# Exercise details
How many lines of the listing below contain the word "framed"? Reply with the number alone.

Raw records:
==============================
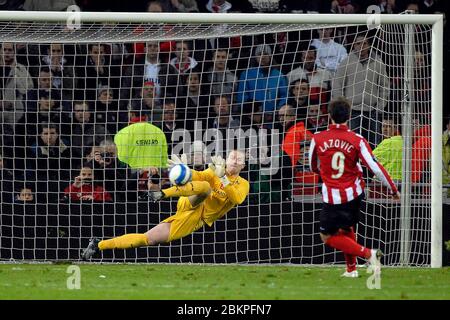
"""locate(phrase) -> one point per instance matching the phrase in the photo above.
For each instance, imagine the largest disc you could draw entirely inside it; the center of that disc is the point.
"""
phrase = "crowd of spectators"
(61, 104)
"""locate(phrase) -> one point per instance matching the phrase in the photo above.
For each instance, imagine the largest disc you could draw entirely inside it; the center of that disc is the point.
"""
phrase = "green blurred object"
(142, 145)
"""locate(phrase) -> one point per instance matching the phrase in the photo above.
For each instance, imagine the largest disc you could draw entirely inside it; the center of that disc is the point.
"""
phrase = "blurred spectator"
(316, 120)
(183, 62)
(446, 157)
(25, 195)
(158, 6)
(6, 183)
(329, 53)
(184, 5)
(299, 97)
(317, 78)
(218, 6)
(222, 6)
(151, 68)
(390, 151)
(146, 104)
(62, 73)
(193, 104)
(84, 188)
(44, 88)
(49, 161)
(263, 82)
(109, 172)
(16, 81)
(253, 118)
(107, 111)
(99, 71)
(293, 133)
(223, 118)
(198, 155)
(46, 110)
(219, 79)
(169, 122)
(85, 133)
(368, 98)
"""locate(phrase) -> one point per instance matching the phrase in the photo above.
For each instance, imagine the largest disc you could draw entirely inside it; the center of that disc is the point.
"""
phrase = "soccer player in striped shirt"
(335, 154)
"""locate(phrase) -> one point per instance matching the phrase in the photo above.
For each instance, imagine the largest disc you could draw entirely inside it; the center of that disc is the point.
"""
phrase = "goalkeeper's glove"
(174, 160)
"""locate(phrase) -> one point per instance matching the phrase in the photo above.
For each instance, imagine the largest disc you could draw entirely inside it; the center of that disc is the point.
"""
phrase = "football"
(180, 174)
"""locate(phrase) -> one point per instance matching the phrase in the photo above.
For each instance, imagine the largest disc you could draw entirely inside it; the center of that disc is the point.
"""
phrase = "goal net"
(210, 87)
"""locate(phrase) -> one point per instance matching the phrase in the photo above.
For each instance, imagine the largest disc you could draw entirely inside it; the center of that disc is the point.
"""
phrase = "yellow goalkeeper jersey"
(222, 199)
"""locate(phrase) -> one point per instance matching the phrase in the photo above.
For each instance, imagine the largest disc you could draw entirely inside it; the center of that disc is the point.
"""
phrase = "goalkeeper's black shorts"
(340, 216)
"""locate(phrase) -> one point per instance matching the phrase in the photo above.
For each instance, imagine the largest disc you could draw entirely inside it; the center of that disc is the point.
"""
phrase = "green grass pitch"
(211, 282)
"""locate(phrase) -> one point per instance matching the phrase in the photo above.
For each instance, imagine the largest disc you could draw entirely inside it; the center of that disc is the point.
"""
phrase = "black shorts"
(340, 216)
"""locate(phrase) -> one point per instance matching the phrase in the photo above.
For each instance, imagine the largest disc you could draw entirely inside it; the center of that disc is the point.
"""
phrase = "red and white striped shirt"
(335, 155)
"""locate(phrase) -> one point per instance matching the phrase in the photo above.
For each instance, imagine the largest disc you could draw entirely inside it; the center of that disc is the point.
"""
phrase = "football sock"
(348, 246)
(127, 241)
(189, 189)
(350, 260)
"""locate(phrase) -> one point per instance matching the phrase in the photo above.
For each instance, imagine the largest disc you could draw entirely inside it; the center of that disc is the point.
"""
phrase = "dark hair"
(91, 45)
(220, 96)
(339, 110)
(48, 125)
(45, 69)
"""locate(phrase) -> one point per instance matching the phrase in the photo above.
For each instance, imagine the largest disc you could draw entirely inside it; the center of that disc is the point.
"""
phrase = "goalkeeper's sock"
(189, 189)
(127, 241)
(348, 246)
(350, 260)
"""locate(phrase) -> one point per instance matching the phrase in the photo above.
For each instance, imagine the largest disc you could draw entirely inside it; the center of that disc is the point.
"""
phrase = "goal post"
(284, 230)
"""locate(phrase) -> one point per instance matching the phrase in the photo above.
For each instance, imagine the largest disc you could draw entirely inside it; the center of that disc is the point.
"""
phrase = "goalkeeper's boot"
(91, 249)
(351, 274)
(155, 195)
(374, 261)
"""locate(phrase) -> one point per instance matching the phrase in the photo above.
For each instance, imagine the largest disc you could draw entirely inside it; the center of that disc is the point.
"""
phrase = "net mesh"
(65, 93)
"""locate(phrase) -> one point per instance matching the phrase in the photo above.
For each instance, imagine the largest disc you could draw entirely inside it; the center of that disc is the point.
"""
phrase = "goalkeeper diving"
(207, 197)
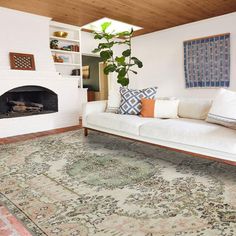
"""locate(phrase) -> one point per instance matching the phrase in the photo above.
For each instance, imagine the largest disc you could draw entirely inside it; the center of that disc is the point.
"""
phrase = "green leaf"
(105, 55)
(135, 72)
(96, 50)
(126, 53)
(137, 62)
(124, 34)
(105, 25)
(105, 45)
(120, 60)
(122, 72)
(123, 81)
(108, 36)
(109, 68)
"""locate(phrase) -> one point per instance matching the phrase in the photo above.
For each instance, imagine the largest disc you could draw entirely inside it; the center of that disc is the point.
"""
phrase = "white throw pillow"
(223, 110)
(167, 109)
(194, 108)
(113, 102)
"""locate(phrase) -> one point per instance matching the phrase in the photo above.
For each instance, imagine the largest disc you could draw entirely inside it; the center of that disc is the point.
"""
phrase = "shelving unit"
(72, 60)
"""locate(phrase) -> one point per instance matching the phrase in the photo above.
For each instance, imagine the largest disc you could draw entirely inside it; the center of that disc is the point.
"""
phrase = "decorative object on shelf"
(65, 59)
(61, 34)
(120, 64)
(75, 72)
(207, 61)
(58, 59)
(86, 72)
(54, 44)
(22, 61)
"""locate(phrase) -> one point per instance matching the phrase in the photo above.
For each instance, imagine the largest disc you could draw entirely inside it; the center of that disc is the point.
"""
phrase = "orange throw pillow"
(148, 106)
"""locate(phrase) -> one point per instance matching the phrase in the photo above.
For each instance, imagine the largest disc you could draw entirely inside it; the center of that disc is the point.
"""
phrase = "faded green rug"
(102, 185)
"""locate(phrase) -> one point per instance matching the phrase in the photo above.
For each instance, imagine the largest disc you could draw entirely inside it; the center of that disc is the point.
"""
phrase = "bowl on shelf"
(61, 34)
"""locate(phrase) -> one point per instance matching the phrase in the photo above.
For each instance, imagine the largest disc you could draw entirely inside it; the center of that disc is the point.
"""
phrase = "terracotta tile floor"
(24, 137)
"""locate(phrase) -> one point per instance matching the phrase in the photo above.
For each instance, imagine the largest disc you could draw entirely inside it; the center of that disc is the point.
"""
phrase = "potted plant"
(122, 64)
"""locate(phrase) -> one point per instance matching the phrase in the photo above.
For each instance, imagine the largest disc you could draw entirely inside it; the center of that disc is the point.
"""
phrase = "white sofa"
(191, 135)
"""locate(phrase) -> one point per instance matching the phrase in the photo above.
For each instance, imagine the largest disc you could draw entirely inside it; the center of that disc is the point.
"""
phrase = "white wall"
(25, 33)
(162, 55)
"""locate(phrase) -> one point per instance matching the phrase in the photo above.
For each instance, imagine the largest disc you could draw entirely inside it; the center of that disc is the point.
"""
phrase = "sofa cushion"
(113, 102)
(223, 110)
(194, 108)
(122, 123)
(165, 109)
(191, 132)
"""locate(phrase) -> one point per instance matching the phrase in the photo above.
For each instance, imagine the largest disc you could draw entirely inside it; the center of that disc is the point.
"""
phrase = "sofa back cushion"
(194, 108)
(131, 99)
(113, 102)
(166, 109)
(223, 110)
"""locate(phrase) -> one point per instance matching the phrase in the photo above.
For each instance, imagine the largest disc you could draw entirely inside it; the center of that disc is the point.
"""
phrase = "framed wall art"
(207, 62)
(21, 61)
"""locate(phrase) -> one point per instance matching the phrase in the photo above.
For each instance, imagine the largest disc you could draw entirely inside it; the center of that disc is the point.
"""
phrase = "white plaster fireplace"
(27, 33)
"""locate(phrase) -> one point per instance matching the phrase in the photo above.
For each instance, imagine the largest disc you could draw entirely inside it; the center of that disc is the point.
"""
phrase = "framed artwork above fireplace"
(22, 61)
(207, 62)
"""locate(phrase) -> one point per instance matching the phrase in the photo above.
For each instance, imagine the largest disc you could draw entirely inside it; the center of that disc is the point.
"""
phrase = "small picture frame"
(21, 61)
(86, 72)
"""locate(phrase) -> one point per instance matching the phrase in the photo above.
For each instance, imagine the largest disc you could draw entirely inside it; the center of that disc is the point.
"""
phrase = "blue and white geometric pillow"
(131, 99)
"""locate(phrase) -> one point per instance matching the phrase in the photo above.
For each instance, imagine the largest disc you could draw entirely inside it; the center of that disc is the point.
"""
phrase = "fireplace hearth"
(28, 100)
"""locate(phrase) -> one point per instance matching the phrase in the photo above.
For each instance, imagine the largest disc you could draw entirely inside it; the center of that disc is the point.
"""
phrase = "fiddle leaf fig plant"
(122, 64)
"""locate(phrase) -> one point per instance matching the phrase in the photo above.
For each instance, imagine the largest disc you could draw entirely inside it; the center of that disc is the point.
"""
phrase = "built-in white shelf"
(66, 64)
(64, 51)
(65, 39)
(72, 59)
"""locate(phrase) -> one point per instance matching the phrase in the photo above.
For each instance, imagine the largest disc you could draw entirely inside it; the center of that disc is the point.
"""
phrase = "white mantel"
(27, 33)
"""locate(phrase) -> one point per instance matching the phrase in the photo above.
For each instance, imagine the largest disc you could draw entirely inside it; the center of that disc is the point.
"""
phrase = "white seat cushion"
(191, 132)
(123, 123)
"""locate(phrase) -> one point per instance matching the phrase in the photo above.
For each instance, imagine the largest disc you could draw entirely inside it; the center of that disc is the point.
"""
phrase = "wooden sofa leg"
(85, 132)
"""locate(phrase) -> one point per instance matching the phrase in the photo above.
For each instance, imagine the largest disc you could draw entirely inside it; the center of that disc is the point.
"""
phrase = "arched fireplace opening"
(28, 100)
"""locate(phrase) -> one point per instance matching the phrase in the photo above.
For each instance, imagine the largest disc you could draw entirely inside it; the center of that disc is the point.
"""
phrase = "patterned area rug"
(102, 185)
(10, 226)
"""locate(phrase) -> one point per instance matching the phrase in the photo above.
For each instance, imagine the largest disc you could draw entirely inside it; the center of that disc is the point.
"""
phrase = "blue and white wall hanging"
(207, 62)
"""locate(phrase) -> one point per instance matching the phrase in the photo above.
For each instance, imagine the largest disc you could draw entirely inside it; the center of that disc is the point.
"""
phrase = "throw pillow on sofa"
(223, 110)
(160, 108)
(113, 102)
(131, 99)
==============================
# Solved problem
2